§ Your objective
Give again every line from the one with "Target: roman numeral on clock" through the last line of the data, exactly, and leave out the lines before it.
━━━ Data records
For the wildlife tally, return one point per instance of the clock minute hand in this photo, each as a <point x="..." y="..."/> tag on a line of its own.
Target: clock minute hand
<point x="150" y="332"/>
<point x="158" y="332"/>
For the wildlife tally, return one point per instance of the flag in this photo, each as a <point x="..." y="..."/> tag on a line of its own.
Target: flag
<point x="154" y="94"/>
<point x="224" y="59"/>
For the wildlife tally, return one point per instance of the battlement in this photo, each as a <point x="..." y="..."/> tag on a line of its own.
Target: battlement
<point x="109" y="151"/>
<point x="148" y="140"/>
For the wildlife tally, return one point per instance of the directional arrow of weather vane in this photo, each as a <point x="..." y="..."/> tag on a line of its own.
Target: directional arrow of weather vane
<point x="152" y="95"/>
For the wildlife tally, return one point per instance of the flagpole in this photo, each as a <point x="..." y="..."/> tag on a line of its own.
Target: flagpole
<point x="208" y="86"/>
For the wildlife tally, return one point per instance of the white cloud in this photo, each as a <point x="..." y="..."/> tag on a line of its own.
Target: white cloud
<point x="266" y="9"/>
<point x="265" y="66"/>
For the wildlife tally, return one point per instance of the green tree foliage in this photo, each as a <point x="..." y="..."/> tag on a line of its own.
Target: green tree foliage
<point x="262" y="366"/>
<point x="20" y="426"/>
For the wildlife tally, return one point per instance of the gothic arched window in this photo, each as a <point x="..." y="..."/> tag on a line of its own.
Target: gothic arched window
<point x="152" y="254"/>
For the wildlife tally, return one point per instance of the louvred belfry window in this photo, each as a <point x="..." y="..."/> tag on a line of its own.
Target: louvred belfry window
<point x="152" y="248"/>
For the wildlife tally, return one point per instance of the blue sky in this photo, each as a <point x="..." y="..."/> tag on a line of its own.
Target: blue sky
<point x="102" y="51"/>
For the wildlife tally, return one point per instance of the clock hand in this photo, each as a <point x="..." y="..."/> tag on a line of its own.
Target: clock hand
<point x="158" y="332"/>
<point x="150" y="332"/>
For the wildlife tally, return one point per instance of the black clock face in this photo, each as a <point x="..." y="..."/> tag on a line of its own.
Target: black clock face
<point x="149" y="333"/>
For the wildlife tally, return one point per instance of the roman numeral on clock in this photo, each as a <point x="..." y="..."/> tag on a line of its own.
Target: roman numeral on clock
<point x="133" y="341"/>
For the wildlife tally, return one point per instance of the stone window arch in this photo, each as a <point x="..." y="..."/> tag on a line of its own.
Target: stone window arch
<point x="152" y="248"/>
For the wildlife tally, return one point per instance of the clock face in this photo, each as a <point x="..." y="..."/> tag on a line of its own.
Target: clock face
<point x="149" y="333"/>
━━━━━━
§ Output for this task
Target: roman numeral on clock
<point x="133" y="341"/>
For the wildlife tally, return one point per instance of the stone window arch in this photo, each as a <point x="..." y="..."/> tag on a line of its own.
Target: stone window arch
<point x="152" y="248"/>
For the wildlife tally, return one point per instance of the clock face in this photo, each as a <point x="..." y="..."/> tag on a line of its own.
Target: clock face
<point x="149" y="333"/>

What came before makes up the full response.